- [Input for this task]:

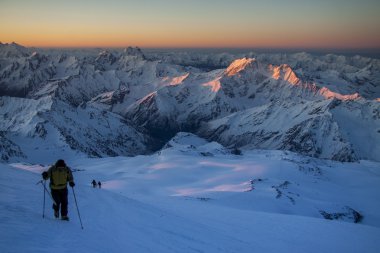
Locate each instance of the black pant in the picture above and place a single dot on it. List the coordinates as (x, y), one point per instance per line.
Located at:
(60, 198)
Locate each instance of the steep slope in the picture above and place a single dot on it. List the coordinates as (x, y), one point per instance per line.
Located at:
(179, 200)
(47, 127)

* * *

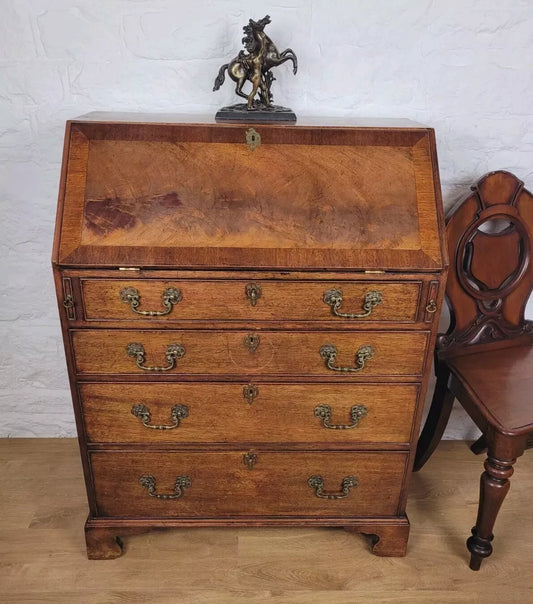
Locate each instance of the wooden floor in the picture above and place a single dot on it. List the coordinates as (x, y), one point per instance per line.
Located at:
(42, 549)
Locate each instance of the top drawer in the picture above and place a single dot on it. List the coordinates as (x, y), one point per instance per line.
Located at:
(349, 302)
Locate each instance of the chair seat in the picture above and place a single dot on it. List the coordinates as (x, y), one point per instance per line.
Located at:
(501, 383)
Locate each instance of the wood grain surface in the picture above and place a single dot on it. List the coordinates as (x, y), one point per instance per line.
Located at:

...

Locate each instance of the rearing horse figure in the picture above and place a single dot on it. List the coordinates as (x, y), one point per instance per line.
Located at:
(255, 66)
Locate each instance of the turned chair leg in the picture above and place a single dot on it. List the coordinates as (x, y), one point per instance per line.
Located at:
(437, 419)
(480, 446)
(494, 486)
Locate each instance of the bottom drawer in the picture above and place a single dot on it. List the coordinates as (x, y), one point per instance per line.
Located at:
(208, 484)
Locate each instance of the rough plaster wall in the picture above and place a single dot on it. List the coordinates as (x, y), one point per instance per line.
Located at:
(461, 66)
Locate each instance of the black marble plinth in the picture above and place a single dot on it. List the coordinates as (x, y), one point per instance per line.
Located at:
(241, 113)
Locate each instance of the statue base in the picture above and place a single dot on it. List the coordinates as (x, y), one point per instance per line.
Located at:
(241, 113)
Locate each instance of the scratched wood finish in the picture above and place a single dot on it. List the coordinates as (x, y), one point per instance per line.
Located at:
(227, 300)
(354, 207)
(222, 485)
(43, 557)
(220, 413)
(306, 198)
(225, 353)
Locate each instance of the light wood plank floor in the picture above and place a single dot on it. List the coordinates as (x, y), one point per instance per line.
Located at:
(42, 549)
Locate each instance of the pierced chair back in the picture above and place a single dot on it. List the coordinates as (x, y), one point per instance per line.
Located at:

- [What needs to be done]: Tally the lines in the listing above that contain the word "chair", and reply with that number alone.

- [Solution to the problem]: 3